■ Page ■
----

AWS Cluster Autoscaler: Multiple options for estimating size of Mixed Instance ASGs

otterley commented 4 years ago

When encountering an EC2 Auto Scaling Group that contains a Mixed Instances Policy, the AWS controller for Cluster Autoscaler uses the first instance type in the policy for determining the size of the instance that the Auto Scaler will deliver when scaling out. In #2057 it was pointed out that if the estimation is too large, and the actual instance provisioned is smaller in some dimension than the first instance type in the list, that it is possible for the pending pod not to fit on it.

A simple solution to this problem, also noted in #2057, is to walk through the list of instance types and create a set of dimensions (cpu, memory, etc.) that is the minimum of each corresponding set of dimensions of each type.

One potential drawback of this approach is that it can cause CA to overestimate the number of instances to provision. For example, if the policy contains [c5.xlarge, c5.large], and the estimated node capacity is based on c5.large, then the CA could provision two c5.xlarge instances where only one is needed. This has a cost impact to the customer--albeit a temporary one because eventually the extra instance will be terminated for idleness.

We have an existing method to override the estimator by applying tags to the Auto Scaling Group. For example, by applying the tag k8s.io/cluster-autoscaler/node-template/resources/cpu or k8s.io/cluster-autoscaler/node-template/resources/memory, this will make the Auto Scaler use those values instead of relying on auto-discovery. This method does require that the cluster administrator remember to update them if they modify the Mixed Instances Policy to add a smaller instance type.

I think it makes sense to revisit the question of whether to change the existing estimation algorithm.

On the one hand, if we leave it alone, then we continue to bear the risk that an instance that is too small to fit the pending pod could be provisioned. If this happens, it can take over 15 minutes (using current defaults) for CA to determine that the pod is still waiting and take some other action. This delay can be unacceptable to many customers.

On the other hand, if we change the estimation algorithm to minimum-size, then a customer runs the risk of over-shooting and provisioning too many instances, which can incur some needless cost.

The third option is to make the behavior selectable by the user, either via a commandline argument or an environment variable. If we choose this, we must agree on a sensible default.

I would argue that for most customers, guaranteeing pod fit and avoiding scheduling delays is more important than potential overspend. But I would like to hear the community's opinion here.

Jeffwan commented 4 years ago

/assign @Jeffwan

ari-becker commented 4 years ago

Prior discussion on documenting alternatives for Mixed Instances ASGs that work well with the autoscaler: https://github.com/kubernetes/autoscaler/issues/2786

aermakov-zalando commented 4 years ago

@Jeffwan This is exactly what we did in our fork (alongside a bunch of other changes to make it work). We'd be glad to have a short sync/knowledge exchange with the EKS team, maybe we wouldn't need to maintain our own fork anymore :).

jrake-revelant commented 4 years ago

fyi @jaypipes as we had a short exchange with you on this topic last summer.

Jeffwan commented 4 years ago

@aermakov-zalando @jrake-revelant Yeah, I will reach out to you and let's see if we can have a good solution in upstream CA. We do see some other users has requests.

----

■ Recorded information ■
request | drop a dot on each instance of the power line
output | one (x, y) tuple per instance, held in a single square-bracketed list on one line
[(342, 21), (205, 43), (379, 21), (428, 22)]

----

■ Instructions ■
1: Reproduce the autoscaler thread from "ari-becker commented 4" up to and including "topic last summer.".
2: In the autoscaler thread, how long can it take under current defaults for CA to determine that a pod is still waiting and take some other action?

■ Solutions by task ■
1:
ari-becker commented 4 years ago

Prior discussion on documenting alternatives for Mixed Instances ASGs that work well with the autoscaler: https://github.com/kubernetes/autoscaler/issues/2786

aermakov-zalando commented 4 years ago

@Jeffwan This is exactly what we did in our fork (alongside a bunch of other changes to make it work). We'd be glad to have a short sync/knowledge exchange with the EKS team, maybe we wouldn't need to maintain our own fork anymore :).

jrake-revelant commented 4 years ago

fyi @jaypipes as we had a short exchange with you on this topic last summer.

2: Over 15 minutes.